INPUT FOR THIS TASK section start

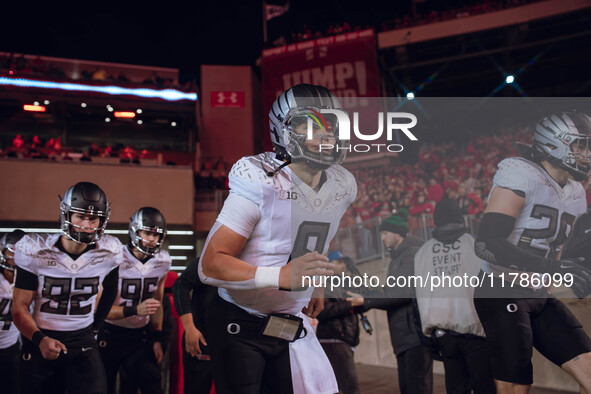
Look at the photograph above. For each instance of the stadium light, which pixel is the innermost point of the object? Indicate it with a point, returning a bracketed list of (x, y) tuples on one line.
[(165, 94), (34, 108), (124, 114)]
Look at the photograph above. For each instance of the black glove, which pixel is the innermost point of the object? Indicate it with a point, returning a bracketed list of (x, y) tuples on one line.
[(581, 275)]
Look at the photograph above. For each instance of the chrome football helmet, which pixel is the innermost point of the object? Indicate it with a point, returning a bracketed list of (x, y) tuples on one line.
[(84, 198), (563, 140), (147, 219), (302, 104)]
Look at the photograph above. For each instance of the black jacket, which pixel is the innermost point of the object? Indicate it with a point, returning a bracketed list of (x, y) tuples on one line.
[(399, 303), (338, 320)]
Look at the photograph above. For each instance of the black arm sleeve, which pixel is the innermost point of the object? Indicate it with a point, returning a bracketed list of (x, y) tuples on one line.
[(334, 307), (493, 246), (579, 243), (181, 290), (110, 284), (26, 280)]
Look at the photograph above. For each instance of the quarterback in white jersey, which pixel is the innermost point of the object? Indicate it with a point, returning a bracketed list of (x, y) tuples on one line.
[(9, 344), (532, 208), (282, 212), (62, 274), (127, 340)]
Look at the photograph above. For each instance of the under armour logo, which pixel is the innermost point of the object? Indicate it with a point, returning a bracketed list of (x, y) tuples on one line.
[(512, 308), (233, 328), (232, 97)]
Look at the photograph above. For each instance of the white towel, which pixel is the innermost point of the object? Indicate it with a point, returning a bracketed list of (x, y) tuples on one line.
[(311, 372)]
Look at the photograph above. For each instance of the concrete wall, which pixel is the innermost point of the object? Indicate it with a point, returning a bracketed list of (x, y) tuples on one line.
[(30, 189)]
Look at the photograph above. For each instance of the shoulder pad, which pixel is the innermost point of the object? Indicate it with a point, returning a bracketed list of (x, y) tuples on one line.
[(248, 176), (345, 179), (32, 243), (110, 243), (164, 256)]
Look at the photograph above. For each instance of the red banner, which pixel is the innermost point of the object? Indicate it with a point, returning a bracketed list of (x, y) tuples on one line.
[(346, 64)]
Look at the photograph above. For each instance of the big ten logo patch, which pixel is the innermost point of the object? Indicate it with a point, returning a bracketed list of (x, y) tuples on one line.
[(287, 195)]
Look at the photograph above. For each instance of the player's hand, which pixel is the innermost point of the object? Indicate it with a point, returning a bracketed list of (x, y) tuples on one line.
[(50, 348), (355, 299), (158, 353), (308, 265), (148, 307), (315, 306), (581, 275), (192, 338)]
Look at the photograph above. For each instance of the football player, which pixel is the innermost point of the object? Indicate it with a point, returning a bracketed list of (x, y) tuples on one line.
[(125, 339), (282, 212), (61, 275), (9, 344), (533, 204)]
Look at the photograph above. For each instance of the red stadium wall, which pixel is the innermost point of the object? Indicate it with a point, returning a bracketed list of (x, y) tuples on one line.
[(30, 189), (229, 128)]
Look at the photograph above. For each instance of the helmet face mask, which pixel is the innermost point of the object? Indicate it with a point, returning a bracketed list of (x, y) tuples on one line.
[(150, 220), (295, 112), (7, 243), (87, 201), (563, 140), (324, 148)]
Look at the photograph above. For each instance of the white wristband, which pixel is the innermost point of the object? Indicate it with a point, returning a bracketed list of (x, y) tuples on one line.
[(267, 277)]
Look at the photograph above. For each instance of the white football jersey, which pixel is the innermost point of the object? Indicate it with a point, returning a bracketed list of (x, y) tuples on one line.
[(137, 282), (549, 212), (8, 331), (67, 289), (294, 220)]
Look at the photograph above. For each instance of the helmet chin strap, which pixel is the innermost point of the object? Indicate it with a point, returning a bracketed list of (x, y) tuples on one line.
[(271, 174)]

INPUT FOR THIS TASK section end

- DIRECTIONS FOR THIS TASK:
Transcribe each record exactly as it appears, but omit every picture.

- EXPECTED OUTPUT:
Look at the photograph above. For each instance of the stadium light, which pixel is the innermost point of the object? Indicate it with a point, returning a bracketed list of (x, y) tuples on one line.
[(165, 94), (34, 108), (124, 114)]
Look at the photograph above. For each instance of the black glove, which pixel is the innermost point of the object? Indicate it with a point, returning a bracketed list of (x, y) tuples on one line.
[(581, 275)]
Look at the photograph above. For each instance of the chrome football helmet, which pixel is the innermost point of the object? Indicate it with a point, returning a bracketed list of (x, y) tuples on one line.
[(84, 198), (563, 140), (147, 219), (302, 104)]
Look at the photograph above. For each instance of the black jacket, which pixel is the innermost point of the object? Indicate it with a point, returning a bracketed list of (x, y) tuples on one line.
[(399, 303), (338, 320)]
Look at the photograph above. For each instance of the black arm sleeve, which pixel is the innermost point of the object? Indicate it with a point, returning a bracketed list of (x, y) tuples on one line.
[(334, 307), (493, 246), (579, 243), (181, 290), (110, 284), (26, 280)]
Look at the photograph above. For each instance of the quarterback in white jersey, which pixel is the innermost point of the object? Indicate it with a point, returning a bracketed list of (x, y) tuples on one line.
[(9, 344), (532, 208), (282, 212), (62, 274), (127, 340)]
Look at the photograph above. For each instance of the under armour logo, which pixel is the innermost point of the object? Indicate it with a point, returning a bracketed list of (x, y) tuples on one line.
[(512, 308), (233, 328), (232, 97)]
Look at the photograph above. For each instance of the white towel, which pixel is the innermost point of the object? Indicate it with a point, returning a bracketed list of (x, y) tuples on one line.
[(311, 372)]
Look at the photograph above. For each instance of the concrete wall, which pixel is the innermost point of the object? Indicate it with a point, returning a bracketed list of (x, y) tuples on one line.
[(30, 189)]
Look at the photograph above. For each instance of the shoulder pad, which pixel is the innermost point of the object? Indicate it with a point, returning a bracketed list of (x, y) tuples on one line.
[(248, 176), (345, 179), (32, 243), (110, 243), (164, 256)]
Look at the photograph above. For each instance of the red banner, which pixel is the innermost point of the object? Indicate it with a point, returning a bracketed list of (x, y) tuples on one line.
[(346, 64)]
Look at the photograph above. For each instance of the big ten logo patch, which pixel is the innermost point of the object? Indicate it with a point, returning a bracketed list of (x, y) tuples on one line.
[(287, 195)]
Look at the photograph above. For each instance of the player's hand, which pixel is the innermost point of the object? Indicate it with a point, returning a bracketed list of (x, y) tuples on one line.
[(50, 348), (355, 299), (158, 353), (308, 265), (148, 307), (315, 306), (581, 275), (192, 338)]
Look at the photograph above. For each instance of the football player, which pixel is the innermost point of the object? Indicate it with a point, returning a bracketed list of (x, y) tuples on one line.
[(125, 339), (282, 212), (61, 275), (9, 344), (533, 204)]
Look at the photograph above. For each instance of the red stadium wall, which pixel is the innermost point of the object? Indicate it with a point, returning a bracketed list of (x, y) tuples on one line.
[(30, 189), (229, 128)]
Look at the photograph above. For each instance of the helmet face mask, which pixel is the innermost point of the object? Indicate it with a point, returning a bracketed list of (x, y) tuples on one line.
[(150, 220), (295, 112), (7, 243), (87, 201), (563, 140), (324, 148)]
Look at the photograph above. For each instance of the white wristband, which pixel is the innermost point of the object? Indicate it with a point, returning a bracketed list of (x, y) tuples on one line.
[(267, 277)]
Look at the photograph above. For each instance of the white football jersey, which pixel is the innermost point of the object? Indicate it with a point, returning a bracketed list of (x, y) tuples on one line.
[(137, 282), (549, 212), (8, 331), (67, 289), (294, 220)]
Look at the photograph above. For each instance of the helmet chin strap, which pixel is the innermost point of the object? Indicate it with a point, returning a bracketed list of (x, y) tuples on one line.
[(271, 174)]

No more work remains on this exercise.